◆ **DIRECTION**:
Format the lines of the data below as a JSON list of strings, one string per line and with blank lines left out, covering the line that contains "ear with a single pin per instance." through the end of the data, inclusive.

◆ **EXCERPTED RECORDS**:
----

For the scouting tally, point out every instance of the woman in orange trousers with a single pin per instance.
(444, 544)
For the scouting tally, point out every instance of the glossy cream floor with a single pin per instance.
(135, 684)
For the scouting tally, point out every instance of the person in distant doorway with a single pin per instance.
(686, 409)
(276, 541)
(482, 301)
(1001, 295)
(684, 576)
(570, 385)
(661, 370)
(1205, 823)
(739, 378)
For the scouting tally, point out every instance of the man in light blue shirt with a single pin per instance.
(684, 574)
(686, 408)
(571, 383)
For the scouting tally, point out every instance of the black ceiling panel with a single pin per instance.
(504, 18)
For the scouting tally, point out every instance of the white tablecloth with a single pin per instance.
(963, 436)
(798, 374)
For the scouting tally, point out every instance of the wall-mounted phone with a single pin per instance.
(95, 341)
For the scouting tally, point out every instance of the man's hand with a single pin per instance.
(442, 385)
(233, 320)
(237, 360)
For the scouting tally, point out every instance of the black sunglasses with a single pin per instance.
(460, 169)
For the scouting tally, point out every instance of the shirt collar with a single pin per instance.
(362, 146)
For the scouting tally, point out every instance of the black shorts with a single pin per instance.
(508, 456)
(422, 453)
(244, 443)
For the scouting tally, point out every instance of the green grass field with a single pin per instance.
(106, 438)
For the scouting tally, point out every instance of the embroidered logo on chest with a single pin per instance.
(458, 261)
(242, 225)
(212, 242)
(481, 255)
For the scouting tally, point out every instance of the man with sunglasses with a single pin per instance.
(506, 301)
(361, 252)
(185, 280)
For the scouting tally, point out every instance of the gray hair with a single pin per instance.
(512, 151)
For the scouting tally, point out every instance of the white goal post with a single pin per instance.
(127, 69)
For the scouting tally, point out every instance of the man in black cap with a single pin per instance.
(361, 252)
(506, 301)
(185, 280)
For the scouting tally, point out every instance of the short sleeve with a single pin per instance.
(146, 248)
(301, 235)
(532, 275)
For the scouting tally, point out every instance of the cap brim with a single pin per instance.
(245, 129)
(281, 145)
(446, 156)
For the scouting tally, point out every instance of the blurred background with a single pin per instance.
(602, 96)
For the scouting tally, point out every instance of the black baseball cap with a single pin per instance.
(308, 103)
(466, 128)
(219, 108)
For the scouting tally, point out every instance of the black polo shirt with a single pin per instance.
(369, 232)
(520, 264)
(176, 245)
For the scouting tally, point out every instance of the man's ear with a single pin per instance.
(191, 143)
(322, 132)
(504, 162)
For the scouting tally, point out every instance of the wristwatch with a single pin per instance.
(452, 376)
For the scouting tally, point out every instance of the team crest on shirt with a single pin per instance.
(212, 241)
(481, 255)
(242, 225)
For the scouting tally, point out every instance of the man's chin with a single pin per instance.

----

◆ **CORRECT OUTPUT**:
[
  "For the scouting tally, point out every instance of the man's ear with a single pin per instance.",
  "(191, 143)",
  "(322, 132)",
  "(504, 162)",
  "For the scouting tally, point out every instance of the wristwatch with a single pin per instance.",
  "(452, 376)",
  "For the scouting tally, point out every instance of the team crest on shirt with a single pin per instance.",
  "(212, 241)",
  "(481, 255)",
  "(242, 225)",
  "For the scouting tally, point out every instance of the man's chin with a single pin per instance."
]